• Work to be completed: Rename "Annotation audit" to "Label review" throughout the entries below and reproduce them with no other changes, leaving out the pictures.

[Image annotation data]
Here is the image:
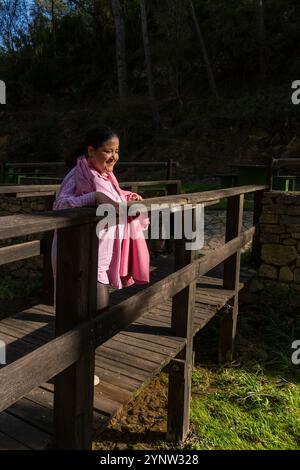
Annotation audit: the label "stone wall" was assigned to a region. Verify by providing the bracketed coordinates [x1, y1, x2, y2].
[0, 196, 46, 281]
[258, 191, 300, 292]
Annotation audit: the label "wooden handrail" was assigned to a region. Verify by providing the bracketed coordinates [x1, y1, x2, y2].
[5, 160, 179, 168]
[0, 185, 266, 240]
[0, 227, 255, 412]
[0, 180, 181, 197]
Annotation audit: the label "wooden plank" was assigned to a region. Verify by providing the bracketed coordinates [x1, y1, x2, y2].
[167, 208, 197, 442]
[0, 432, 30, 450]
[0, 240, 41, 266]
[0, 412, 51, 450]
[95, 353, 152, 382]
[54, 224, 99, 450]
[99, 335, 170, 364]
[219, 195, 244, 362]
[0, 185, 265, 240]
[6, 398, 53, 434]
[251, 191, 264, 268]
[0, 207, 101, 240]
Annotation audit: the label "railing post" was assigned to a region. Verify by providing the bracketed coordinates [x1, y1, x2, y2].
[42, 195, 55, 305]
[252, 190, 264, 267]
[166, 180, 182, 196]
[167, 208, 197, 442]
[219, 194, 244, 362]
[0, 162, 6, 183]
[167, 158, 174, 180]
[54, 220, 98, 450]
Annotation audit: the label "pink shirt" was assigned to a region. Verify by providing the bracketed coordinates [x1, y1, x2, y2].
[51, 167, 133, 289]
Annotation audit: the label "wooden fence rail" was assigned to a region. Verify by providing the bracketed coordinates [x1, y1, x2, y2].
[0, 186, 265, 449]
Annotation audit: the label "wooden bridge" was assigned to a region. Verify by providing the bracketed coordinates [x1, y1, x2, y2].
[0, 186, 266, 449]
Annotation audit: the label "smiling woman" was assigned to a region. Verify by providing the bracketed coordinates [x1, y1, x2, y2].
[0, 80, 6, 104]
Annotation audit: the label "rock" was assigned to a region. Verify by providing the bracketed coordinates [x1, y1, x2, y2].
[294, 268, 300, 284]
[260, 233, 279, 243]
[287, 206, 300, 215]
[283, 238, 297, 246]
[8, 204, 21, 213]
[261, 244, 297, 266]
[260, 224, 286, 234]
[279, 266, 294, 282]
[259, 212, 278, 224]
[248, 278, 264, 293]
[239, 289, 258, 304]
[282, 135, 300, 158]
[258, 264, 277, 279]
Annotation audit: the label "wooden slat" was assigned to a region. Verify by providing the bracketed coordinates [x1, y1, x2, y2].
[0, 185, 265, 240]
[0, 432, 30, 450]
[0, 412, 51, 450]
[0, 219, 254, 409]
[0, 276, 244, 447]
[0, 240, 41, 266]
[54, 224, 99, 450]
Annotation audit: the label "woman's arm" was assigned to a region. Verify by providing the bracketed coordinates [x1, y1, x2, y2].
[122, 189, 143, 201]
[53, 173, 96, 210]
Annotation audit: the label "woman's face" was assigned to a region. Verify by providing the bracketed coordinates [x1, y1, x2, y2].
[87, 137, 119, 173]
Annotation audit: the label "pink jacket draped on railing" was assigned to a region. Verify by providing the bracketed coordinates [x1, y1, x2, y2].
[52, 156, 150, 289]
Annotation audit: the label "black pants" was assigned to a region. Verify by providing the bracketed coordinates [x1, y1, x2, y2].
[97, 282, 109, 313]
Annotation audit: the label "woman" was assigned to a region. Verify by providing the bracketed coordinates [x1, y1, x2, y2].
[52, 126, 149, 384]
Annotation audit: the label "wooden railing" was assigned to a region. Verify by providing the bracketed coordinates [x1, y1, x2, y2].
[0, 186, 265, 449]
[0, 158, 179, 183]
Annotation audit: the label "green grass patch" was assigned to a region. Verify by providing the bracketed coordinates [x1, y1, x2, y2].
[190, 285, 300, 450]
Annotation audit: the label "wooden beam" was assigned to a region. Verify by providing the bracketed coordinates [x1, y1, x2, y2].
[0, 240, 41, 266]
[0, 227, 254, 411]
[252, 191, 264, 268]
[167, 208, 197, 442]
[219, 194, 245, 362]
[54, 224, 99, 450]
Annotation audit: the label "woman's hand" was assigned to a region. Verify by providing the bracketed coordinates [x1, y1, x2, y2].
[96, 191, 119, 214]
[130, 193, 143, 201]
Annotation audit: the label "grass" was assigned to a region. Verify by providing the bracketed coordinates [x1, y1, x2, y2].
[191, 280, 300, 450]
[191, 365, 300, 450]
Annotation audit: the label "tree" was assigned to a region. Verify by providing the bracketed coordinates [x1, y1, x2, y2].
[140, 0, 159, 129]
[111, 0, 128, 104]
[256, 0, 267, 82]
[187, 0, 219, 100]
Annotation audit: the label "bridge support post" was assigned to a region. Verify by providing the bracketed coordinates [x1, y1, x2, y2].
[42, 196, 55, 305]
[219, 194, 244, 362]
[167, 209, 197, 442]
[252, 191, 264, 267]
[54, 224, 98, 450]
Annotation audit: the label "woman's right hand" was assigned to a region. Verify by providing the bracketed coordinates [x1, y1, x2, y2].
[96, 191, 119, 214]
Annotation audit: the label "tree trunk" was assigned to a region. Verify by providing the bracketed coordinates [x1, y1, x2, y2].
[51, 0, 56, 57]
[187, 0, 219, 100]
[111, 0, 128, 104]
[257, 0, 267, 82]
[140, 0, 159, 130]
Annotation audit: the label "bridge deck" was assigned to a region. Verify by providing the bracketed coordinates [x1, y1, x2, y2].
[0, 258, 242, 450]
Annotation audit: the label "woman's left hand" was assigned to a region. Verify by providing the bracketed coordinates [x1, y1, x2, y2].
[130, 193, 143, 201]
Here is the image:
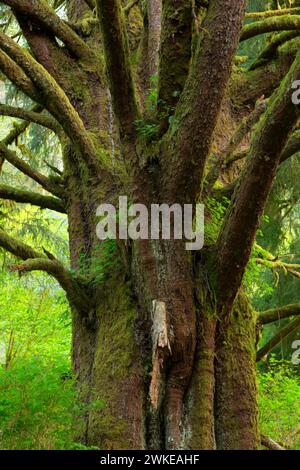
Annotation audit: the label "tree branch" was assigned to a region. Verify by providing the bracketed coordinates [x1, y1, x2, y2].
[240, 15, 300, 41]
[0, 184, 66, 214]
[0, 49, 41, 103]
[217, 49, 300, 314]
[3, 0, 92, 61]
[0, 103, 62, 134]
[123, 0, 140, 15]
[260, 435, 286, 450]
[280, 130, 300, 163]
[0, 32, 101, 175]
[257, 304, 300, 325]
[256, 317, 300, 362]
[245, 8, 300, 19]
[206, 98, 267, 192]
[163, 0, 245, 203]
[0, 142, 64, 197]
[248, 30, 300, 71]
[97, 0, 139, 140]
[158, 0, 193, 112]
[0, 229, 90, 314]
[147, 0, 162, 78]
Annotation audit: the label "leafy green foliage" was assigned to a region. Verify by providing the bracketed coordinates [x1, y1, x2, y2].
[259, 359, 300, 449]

• Answer to this task:
Here is the image:
Label review: the label "stone wall" was assigned to a region. Verify by providing the bracketed coordinates [x1, y1, x2, y2].
[0, 196, 46, 281]
[258, 191, 300, 292]
Label review: the label "wooden handrail" was assigned to a region. Verify by providing the bracketed coordinates [x1, y1, x2, y2].
[5, 160, 179, 168]
[0, 185, 266, 240]
[0, 227, 255, 412]
[0, 180, 181, 197]
Label review: the label "wooden plank" was assigned to a region. Verify by providing the bracketed coordinates [x1, y1, x2, y2].
[167, 208, 197, 442]
[0, 432, 30, 450]
[0, 240, 41, 266]
[0, 412, 51, 450]
[95, 353, 152, 382]
[54, 224, 99, 450]
[99, 335, 170, 364]
[219, 195, 244, 362]
[0, 185, 265, 240]
[6, 398, 53, 434]
[251, 191, 264, 268]
[0, 207, 101, 240]
Label review: the label "railing post" was assigned to a region. Verify by providing the bracketed coordinates [x1, y1, x2, y2].
[42, 195, 55, 305]
[252, 190, 264, 267]
[166, 180, 182, 196]
[167, 208, 197, 442]
[219, 194, 244, 362]
[0, 162, 6, 183]
[167, 158, 174, 180]
[54, 220, 98, 450]
Label review: the label "pink shirt" was assigned to a region. Verify by providing the bracketed coordinates [x1, y1, x2, y2].
[51, 167, 133, 289]
Label review: the label "wooden fence rail" was assigned to a region. Verify by providing the bracketed coordinates [x1, y1, x2, y2].
[0, 186, 265, 449]
Label review: the label "wooden bridge" was assigned to a region. Verify by providing the bracketed coordinates [x1, y1, x2, y2].
[0, 186, 266, 449]
Label review: the label "smiling woman" was assigned to a region. Verify by providing the bracketed coordinates [x1, y1, x2, y2].
[0, 80, 6, 104]
Label review: the label "rock" was assigned to a region. Verify by providing the bracketed coordinates [x1, y1, x2, y2].
[294, 268, 300, 284]
[260, 233, 279, 243]
[287, 206, 300, 215]
[283, 238, 297, 246]
[8, 204, 21, 213]
[261, 244, 297, 266]
[260, 224, 286, 234]
[279, 266, 294, 282]
[259, 212, 278, 224]
[248, 278, 264, 293]
[239, 289, 258, 304]
[282, 135, 300, 158]
[258, 264, 277, 279]
Label review: the label "wooden slat" was assigned to a region. Verify by providing the bracketed coordinates [x1, y1, x2, y2].
[0, 185, 265, 240]
[0, 432, 30, 450]
[0, 412, 51, 450]
[0, 219, 254, 409]
[0, 276, 244, 447]
[0, 240, 41, 266]
[54, 224, 99, 450]
Label review: the label "woman's arm" was assigned to a region. Verify by providing the bracketed coordinates [x1, y1, x2, y2].
[122, 189, 143, 201]
[53, 173, 96, 210]
Label review: the label "woman's face" was assigned to a region. Verify by providing the bracketed coordinates [x1, y1, x2, y2].
[87, 137, 119, 173]
Label review: the label "pink jacket draped on railing" was assigned to a region. Verify by providing the bracketed coordinates [x1, y1, x2, y2].
[52, 156, 150, 289]
Label review: the label "black pants" was assigned to a region. Verify by providing the bracketed coordinates [x1, y1, x2, y2].
[97, 282, 109, 313]
Label review: the label "woman" was assigned to a region. Verify by providing the bracketed coordinates [x1, y1, x2, y2].
[52, 126, 149, 384]
Label review: the label "wooden railing" was assigned to a region. Verify by providing the bracketed coordinates [x1, y1, x2, y2].
[0, 186, 265, 449]
[0, 158, 179, 183]
Label review: the label "green grass patch" was assigned to a region. Verify by providing the bracketed coordinates [x1, y1, x2, y2].
[190, 285, 300, 450]
Label review: the label "wooden beam" was assigned to a region. Verify by providing the bracketed coordinates [x1, y1, x2, y2].
[0, 240, 41, 266]
[0, 227, 254, 411]
[252, 191, 264, 268]
[167, 208, 197, 442]
[219, 194, 245, 362]
[54, 224, 99, 450]
Label review: the label "woman's hand" was assigned to a region. Verify by providing the bracketed coordinates [x1, y1, x2, y2].
[96, 191, 119, 214]
[130, 193, 143, 201]
Label review: the label "grass" was assigned to a region. Verify by providing the bracketed coordinates [x1, y1, x2, y2].
[191, 280, 300, 450]
[191, 365, 300, 450]
Label review: the label "tree" was assigned to a region. Verify by providing the bracketed coordinates [x1, y1, x2, y2].
[140, 0, 159, 129]
[111, 0, 128, 104]
[256, 0, 267, 82]
[187, 0, 219, 100]
Label review: the label "bridge support post" was assigned to a region. Verify by providing the bracketed coordinates [x1, y1, x2, y2].
[42, 196, 55, 305]
[219, 194, 244, 362]
[167, 209, 197, 442]
[252, 191, 264, 267]
[54, 224, 98, 450]
Label review: the label "woman's right hand" was assigned to a region. Verify by providing the bracketed coordinates [x1, y1, x2, y2].
[96, 191, 119, 214]
Label review: the label "tree trunk" was assigned to a region. Verify by providing the bracketed coordinates [x1, y1, x2, y2].
[51, 0, 56, 57]
[187, 0, 219, 100]
[111, 0, 128, 104]
[257, 0, 267, 82]
[140, 0, 159, 130]
Label review: the label "bridge deck" was assigned to a region. Verify by providing the bracketed coordinates [x1, y1, x2, y2].
[0, 258, 242, 450]
Label review: the label "woman's left hand" was assigned to a region. Verify by providing the bracketed coordinates [x1, y1, x2, y2].
[130, 193, 143, 201]
Here is the image:
Label review: the label "tree branch" was assigned to a region. Verify by providing the bracketed coordinates [x1, y1, x2, y2].
[240, 15, 300, 41]
[0, 184, 66, 214]
[0, 49, 41, 103]
[217, 49, 300, 314]
[3, 0, 92, 61]
[0, 103, 62, 134]
[123, 0, 140, 15]
[260, 435, 286, 450]
[280, 130, 300, 163]
[0, 32, 101, 175]
[257, 304, 300, 325]
[256, 317, 300, 362]
[245, 8, 300, 19]
[206, 98, 267, 192]
[163, 0, 245, 203]
[0, 142, 64, 197]
[248, 30, 300, 71]
[97, 0, 139, 140]
[158, 0, 193, 112]
[0, 229, 90, 314]
[147, 0, 162, 78]
Label review: the label "leafy green foliage" was assigned to a region. Verify by providing the bracketed coordinates [x1, y1, x2, y2].
[259, 359, 300, 449]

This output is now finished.